### [Reading passage]
Earlier we showed the performance of the linear and logarithmic BBSO method. Now we have added the EFM method.

As before, plots are not shown well on this blog, so please download this pdf file and look at it:

You see the same 5 panels on each page – one panel per filter. On the panels you see the behaviour of the ‘ratio of ratios’ against phase – that is, the DS/BS ratio in observations relative to a set of synthetic lunar model images.

First page: RAW data – i.e. no scattered light has been removed. Full Moon is at the centre of the plot so we see the effect of scattered light – the obs/model ratio is increasingly not 1 as we near FM.

Second page: the linear BBSO method has been appllied to images. We see a reduction in scattered light – points ‘move down’ towards the 1-line.

Third page: logarithmic version of BBSO method – a slight improvement is seen.

Fourth page – the new one: the EFM method – a quite large improvement is seen over the best of the others! Many of the selected points are now lying on a flat seqeunce, except points towards New Moon, and some outliers.

### [Request]
Write the next part of the post comparing scattered-light removal methods for lunar images, beginning after its final sentence. The listing that comes next is taken from an unrelated source.

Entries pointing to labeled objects
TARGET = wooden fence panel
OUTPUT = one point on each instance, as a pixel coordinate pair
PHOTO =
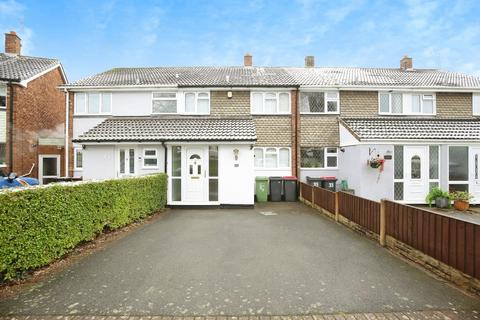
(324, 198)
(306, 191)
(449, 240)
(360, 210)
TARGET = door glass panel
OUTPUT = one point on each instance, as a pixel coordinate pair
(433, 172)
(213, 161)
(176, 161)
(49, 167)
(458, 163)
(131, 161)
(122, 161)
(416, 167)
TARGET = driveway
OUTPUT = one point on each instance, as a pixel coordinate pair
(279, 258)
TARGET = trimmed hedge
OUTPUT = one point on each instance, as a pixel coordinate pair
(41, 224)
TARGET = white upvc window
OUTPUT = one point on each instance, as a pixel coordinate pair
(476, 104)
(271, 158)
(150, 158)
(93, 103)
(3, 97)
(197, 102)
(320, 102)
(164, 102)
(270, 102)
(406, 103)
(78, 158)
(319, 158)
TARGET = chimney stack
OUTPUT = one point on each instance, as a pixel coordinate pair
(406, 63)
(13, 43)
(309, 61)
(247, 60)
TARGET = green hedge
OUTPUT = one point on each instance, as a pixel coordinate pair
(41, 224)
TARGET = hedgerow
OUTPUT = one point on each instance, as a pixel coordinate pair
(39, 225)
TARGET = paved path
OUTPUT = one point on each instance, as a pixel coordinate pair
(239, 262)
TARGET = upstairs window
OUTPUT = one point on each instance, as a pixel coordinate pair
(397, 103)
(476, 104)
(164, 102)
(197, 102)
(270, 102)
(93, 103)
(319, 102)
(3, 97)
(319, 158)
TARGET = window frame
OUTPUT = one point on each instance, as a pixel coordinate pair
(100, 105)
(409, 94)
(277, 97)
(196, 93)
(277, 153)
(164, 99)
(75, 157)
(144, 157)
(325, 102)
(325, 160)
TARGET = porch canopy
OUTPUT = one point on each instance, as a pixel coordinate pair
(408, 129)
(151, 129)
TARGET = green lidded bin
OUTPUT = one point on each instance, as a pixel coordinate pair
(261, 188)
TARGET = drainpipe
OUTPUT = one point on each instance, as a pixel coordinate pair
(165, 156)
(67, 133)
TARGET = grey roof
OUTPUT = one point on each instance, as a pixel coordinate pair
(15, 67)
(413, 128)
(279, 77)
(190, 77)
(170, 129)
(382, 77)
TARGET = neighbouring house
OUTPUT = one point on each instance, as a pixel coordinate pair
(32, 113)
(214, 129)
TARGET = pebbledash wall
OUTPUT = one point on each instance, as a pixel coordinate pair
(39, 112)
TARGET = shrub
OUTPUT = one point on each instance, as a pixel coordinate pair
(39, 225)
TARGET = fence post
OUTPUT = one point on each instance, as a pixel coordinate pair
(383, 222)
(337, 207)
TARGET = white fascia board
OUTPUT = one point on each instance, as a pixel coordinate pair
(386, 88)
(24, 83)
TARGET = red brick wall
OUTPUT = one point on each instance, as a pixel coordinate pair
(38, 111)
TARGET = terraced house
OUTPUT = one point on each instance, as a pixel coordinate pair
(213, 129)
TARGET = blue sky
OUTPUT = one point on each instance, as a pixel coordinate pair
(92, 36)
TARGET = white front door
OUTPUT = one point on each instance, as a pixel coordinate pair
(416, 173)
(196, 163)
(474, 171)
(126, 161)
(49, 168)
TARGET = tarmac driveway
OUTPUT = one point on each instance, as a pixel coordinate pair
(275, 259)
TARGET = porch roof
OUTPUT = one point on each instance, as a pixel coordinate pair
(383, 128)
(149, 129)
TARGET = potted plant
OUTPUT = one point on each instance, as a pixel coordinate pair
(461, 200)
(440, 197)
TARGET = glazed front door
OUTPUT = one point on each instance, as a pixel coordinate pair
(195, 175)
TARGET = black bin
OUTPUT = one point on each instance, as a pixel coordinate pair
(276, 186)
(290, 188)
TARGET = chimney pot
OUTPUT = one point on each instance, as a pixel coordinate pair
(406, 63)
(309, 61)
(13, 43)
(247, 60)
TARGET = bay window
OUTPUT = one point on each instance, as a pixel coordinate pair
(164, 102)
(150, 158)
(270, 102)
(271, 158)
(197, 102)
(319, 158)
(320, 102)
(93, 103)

### [Task answer]
The EFM data has been ‘selected’ in the sense that the parameter alfa, determined from images, has been used to select ‘good cleanups’. A histogram of the detected alfa values was made and a notable peak found and only images with alfa in a narrow range were used for the above plot. Alfa between 1.67 and 1.73 were picked. The absence of VE2 points is due to this – the peak of the VE2 alfa distribution is between 1.60 and 1.66. We must investigate whether these are ‘good’ solutions. [added later: a brief visual inspection seems to imply that the 1.7 solutions are the good ones – not the majority, which for VE2, lies in the peak at 1.63. Hmm.]

Speculatively, we note the ‘turnup’ of points towards New Moon. We ahave earlier discussed that this may be due to some feature or failure of the synethtic lunar image model to correctly portray the Moon at large phase angles. On the other hand the ‘turnups’ now look less like a gradual sequence, and more like a ‘jump’ up. The ‘jumps’ occur near 40 degrees from New Moon – …. is this the ‘rainbow angle’? The jump seems large – the rainbow angle paper spoke not of factors of 2 and 3 and 4 but of percentages. On the other hand the phenomenon has never been observed, as far as we know. It would be nice to have points ‘outside’ the rainbow angle to see the jump go down again (if this is the rainbow, that is). We note here that as we get closer to New Moon the lunar sicle is narrow and it becomes increasingly important to place the ‘patch’ in which the BS brightness is measured – here is an opportunity to experiment with DS/total ratios, instead.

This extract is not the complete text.